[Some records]
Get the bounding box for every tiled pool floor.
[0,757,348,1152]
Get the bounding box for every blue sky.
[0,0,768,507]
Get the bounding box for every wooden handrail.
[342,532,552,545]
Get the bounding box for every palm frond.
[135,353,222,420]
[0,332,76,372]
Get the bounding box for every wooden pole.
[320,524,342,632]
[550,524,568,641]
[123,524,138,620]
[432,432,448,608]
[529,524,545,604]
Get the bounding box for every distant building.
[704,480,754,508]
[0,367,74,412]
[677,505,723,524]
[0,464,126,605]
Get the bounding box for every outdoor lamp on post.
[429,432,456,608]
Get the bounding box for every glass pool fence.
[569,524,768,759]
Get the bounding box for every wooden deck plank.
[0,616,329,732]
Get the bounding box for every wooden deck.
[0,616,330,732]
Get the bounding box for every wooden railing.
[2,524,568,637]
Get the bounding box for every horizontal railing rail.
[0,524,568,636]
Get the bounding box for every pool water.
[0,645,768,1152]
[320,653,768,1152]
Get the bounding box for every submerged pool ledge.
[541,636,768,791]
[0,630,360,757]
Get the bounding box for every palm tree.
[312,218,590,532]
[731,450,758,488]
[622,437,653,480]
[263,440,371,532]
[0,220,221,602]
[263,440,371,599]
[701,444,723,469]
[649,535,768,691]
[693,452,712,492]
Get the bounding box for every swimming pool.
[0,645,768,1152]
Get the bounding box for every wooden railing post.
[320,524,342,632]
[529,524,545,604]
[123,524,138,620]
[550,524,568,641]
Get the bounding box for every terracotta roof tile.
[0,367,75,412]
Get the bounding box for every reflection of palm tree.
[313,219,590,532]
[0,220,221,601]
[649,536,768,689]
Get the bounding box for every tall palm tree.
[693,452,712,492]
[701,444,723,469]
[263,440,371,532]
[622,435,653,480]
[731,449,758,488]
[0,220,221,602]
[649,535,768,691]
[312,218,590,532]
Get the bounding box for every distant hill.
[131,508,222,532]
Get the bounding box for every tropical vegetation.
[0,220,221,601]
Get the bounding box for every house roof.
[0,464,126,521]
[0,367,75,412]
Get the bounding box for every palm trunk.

• _GOAL OF THE EXERCISE_
Copy the whole listing above line for line, changing nothing.

• _CORRECT OUTPUT_
Get the bounding box for every tiled pool floor.
[0,757,348,1152]
Get the bounding box for every blue sky.
[0,0,768,507]
Get the bounding box for every wooden handrail.
[342,532,552,545]
Get the bounding box for every palm frond.
[135,353,222,420]
[0,332,76,372]
Get the bounding box for every wooden pole.
[320,524,342,632]
[550,524,568,641]
[123,524,138,620]
[432,432,448,608]
[529,524,545,604]
Get the bounding box for every distant building.
[704,480,754,508]
[0,367,74,412]
[677,505,723,524]
[0,464,126,605]
Get the bounding box for every outdoor lamp on post.
[429,432,456,608]
Get the bounding box for every glass pool fence.
[569,524,768,759]
Get the bounding box for every wooden deck plank.
[0,616,329,732]
Get the bounding box for every wooden deck.
[0,616,330,732]
Get the bounding box for every wooden railing.
[2,524,568,637]
Get the bounding box for every horizontal railing rail.
[0,524,568,636]
Get the bounding box for every pool water.
[0,645,768,1152]
[320,653,768,1152]
Get the bounding box for every submerged pool ledge.
[541,636,768,791]
[0,630,360,757]
Get the bounding box for every palm tree.
[312,218,590,532]
[731,450,758,488]
[622,437,653,480]
[263,440,371,532]
[0,220,221,602]
[263,440,371,599]
[701,444,723,469]
[649,535,768,691]
[693,452,712,492]
Get the bounding box for every swimming pool.
[0,645,768,1152]
Get the bounding box for every wooden railing post.
[320,524,342,632]
[529,524,545,604]
[123,524,138,620]
[550,524,568,641]
Get the bounding box for every terracotta roof tile.
[0,367,75,412]
Get the bounding box for every reflection of palm tree.
[313,219,590,532]
[0,220,221,601]
[649,536,768,689]
Get the bounding box for every tall palm tree.
[693,452,712,492]
[701,444,723,469]
[263,440,371,532]
[622,435,653,480]
[731,449,758,488]
[0,220,221,602]
[649,535,768,691]
[312,218,590,532]
Get the bounding box for every distant hill.
[131,508,222,532]
Get the bounding box for every tropical vegetation.
[0,220,221,601]
Get the bounding box for every house roof.
[0,464,126,521]
[0,367,75,412]
Get the bounding box for every palm trunk.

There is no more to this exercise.